Description of the task: Among the records below, the line containing "Target: woman's shoulder" marks the start. Output it and all lines after it exactly.

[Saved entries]
=== Begin Enclosure ===

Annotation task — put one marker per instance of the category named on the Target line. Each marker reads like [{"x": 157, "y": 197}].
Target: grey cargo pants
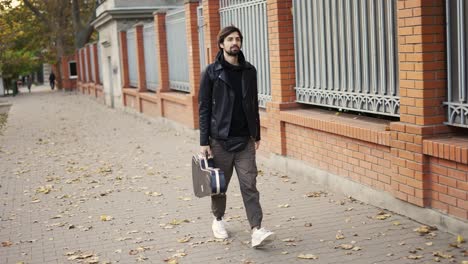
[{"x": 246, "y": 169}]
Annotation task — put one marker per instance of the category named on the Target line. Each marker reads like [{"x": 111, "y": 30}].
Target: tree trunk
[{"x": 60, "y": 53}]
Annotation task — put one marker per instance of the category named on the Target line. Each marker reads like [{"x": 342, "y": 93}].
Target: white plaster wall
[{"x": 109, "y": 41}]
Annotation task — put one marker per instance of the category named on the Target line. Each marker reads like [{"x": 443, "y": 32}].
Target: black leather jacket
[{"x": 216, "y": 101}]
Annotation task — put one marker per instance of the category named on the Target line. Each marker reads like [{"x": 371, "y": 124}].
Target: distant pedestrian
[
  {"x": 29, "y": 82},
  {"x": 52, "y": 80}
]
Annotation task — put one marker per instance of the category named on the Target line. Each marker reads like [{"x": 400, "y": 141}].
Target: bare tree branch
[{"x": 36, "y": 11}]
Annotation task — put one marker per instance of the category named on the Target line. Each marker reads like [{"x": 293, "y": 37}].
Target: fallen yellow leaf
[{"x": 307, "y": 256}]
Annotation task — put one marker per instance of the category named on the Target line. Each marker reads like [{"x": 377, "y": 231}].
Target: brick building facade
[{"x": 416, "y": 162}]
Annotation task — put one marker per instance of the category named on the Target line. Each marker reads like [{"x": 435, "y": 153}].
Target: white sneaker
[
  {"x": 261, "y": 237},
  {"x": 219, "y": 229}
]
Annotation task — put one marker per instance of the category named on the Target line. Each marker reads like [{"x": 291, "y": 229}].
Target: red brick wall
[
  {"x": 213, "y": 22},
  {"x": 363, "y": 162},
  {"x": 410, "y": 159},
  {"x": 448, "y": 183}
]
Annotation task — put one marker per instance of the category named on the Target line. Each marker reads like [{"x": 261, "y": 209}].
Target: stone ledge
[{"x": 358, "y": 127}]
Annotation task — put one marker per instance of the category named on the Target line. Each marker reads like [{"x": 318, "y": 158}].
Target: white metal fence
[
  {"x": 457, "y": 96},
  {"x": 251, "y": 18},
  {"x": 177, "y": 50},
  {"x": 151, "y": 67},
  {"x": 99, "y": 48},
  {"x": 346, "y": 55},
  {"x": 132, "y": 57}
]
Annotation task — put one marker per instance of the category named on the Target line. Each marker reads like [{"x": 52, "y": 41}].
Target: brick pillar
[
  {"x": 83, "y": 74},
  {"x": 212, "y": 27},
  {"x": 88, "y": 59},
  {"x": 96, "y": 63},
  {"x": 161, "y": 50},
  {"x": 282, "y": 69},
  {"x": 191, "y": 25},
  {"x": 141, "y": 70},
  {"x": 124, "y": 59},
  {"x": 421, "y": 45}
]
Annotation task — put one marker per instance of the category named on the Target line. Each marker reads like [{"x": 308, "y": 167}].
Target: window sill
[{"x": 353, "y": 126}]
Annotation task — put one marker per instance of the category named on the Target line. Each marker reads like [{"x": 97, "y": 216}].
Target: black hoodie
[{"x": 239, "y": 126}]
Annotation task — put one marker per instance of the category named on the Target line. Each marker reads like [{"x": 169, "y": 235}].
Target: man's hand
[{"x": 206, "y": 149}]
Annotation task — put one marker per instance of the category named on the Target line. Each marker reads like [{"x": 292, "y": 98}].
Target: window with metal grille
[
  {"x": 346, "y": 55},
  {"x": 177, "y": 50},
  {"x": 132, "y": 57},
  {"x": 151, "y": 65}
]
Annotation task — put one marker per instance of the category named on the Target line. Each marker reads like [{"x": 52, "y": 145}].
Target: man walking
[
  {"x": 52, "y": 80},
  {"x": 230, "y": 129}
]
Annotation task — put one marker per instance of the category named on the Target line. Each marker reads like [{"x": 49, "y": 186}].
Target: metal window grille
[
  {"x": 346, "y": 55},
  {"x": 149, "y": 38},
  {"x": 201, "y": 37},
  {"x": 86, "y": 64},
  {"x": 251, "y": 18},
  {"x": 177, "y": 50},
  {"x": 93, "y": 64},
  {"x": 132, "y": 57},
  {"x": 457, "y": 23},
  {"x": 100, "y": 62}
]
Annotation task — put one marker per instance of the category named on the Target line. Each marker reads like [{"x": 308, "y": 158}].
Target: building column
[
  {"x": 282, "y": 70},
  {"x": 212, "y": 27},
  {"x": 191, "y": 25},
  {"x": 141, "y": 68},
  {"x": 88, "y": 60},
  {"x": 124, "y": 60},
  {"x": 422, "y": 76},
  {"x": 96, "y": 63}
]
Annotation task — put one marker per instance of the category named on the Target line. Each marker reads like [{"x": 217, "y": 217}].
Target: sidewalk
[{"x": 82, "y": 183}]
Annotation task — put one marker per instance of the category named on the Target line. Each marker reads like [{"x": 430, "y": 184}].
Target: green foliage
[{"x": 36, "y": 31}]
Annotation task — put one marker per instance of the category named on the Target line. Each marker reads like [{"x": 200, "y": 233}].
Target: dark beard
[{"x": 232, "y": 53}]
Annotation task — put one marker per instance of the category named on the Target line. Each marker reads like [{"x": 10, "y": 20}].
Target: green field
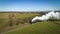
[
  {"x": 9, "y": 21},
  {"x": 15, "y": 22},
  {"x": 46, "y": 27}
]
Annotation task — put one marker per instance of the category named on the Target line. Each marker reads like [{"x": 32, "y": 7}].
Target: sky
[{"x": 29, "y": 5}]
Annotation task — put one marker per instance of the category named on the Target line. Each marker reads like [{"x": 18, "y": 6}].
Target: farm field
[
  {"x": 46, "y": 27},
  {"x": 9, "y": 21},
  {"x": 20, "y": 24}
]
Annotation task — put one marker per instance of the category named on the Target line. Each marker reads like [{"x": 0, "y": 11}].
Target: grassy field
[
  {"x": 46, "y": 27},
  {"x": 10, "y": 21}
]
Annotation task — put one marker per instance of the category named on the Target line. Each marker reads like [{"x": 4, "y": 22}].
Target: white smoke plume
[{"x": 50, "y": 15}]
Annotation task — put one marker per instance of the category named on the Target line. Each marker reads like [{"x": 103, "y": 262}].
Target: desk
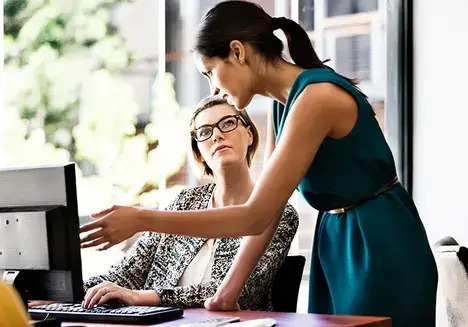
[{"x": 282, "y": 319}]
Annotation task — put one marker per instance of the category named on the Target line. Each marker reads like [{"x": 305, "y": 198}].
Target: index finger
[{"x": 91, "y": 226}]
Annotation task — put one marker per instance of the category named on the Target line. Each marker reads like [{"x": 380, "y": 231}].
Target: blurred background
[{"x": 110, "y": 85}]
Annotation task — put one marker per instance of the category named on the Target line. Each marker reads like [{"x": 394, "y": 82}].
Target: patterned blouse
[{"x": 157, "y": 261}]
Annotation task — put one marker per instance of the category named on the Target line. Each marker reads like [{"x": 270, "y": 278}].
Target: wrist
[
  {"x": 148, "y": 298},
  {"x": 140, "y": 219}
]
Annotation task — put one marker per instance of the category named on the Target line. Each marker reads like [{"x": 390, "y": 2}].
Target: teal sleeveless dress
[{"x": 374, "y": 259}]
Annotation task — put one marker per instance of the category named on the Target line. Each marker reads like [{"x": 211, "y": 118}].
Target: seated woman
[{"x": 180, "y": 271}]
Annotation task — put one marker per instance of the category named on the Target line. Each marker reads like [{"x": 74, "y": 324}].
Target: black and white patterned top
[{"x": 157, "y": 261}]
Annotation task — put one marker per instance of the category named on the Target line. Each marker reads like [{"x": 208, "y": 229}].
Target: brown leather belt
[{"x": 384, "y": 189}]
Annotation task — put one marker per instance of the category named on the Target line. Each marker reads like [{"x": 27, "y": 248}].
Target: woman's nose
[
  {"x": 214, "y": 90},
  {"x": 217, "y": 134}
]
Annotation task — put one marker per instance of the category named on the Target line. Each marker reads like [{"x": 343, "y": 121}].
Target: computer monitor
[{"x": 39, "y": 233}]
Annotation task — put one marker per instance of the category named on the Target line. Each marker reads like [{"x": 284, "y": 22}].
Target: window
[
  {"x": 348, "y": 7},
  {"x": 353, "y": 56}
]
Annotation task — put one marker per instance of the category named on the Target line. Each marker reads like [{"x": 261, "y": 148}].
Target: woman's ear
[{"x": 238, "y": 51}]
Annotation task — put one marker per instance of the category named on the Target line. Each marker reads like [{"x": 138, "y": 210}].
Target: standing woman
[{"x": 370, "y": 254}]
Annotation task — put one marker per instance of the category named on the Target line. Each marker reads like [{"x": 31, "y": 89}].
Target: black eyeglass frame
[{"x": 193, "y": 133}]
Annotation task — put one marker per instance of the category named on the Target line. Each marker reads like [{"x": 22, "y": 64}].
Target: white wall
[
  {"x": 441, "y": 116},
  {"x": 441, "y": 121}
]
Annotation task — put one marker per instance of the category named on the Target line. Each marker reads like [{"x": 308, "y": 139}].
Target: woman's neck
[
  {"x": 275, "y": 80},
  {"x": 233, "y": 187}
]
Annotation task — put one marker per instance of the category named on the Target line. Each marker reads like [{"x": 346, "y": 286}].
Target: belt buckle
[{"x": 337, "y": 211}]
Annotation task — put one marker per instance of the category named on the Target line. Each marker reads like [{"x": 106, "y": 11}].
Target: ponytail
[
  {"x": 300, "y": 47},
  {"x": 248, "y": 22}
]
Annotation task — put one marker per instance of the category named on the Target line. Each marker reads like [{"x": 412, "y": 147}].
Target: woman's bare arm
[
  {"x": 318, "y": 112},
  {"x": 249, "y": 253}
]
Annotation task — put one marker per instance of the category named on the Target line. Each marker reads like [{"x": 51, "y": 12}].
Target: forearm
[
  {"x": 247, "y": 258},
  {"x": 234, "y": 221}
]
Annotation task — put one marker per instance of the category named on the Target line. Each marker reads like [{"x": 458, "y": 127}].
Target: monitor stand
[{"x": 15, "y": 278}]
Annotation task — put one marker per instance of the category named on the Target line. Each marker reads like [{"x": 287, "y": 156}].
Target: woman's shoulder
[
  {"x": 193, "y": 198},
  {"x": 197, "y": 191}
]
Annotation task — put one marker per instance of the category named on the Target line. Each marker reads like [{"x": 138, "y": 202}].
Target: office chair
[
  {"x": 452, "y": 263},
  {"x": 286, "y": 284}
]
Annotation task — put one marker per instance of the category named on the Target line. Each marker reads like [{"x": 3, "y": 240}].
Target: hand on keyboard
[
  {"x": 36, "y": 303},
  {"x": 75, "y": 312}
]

=== End Enclosure ===

Answer to this problem:
Target: woman's shoulder
[
  {"x": 193, "y": 198},
  {"x": 197, "y": 191}
]
Annotation task — put one marker per instance of the category named on the Target line. Each marker reads like [{"x": 138, "y": 202}].
Target: office chair
[
  {"x": 452, "y": 263},
  {"x": 286, "y": 284}
]
Annotation task — put one marker per instance of the category named on the Target line. Each marker reads like [{"x": 3, "y": 240}].
Target: hand on keyboard
[
  {"x": 36, "y": 303},
  {"x": 75, "y": 312}
]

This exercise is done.